- **The task**
Reproduce all of the data below word for word, leaving out the pictures.

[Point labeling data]
▼▼▼
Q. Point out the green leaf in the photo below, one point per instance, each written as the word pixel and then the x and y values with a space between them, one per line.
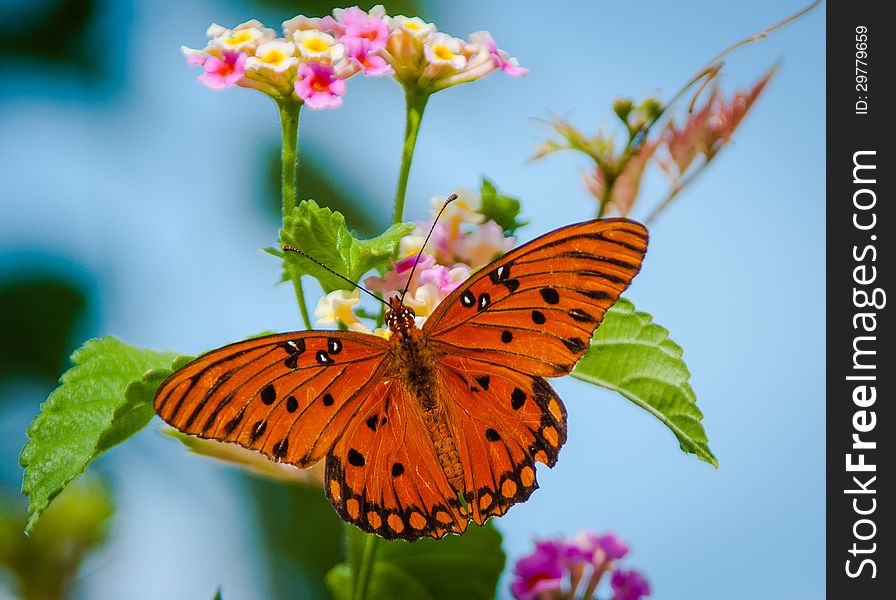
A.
pixel 386 582
pixel 501 209
pixel 301 536
pixel 46 563
pixel 109 379
pixel 322 233
pixel 40 312
pixel 427 568
pixel 635 357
▲▲▲
- **Expected output**
Q. Point out the green leaf in the photo below, one point per instance, each written as the word pixel and then the x and y values with a space between them, one per line.
A.
pixel 386 582
pixel 501 209
pixel 301 536
pixel 46 563
pixel 109 379
pixel 322 233
pixel 40 312
pixel 427 568
pixel 635 357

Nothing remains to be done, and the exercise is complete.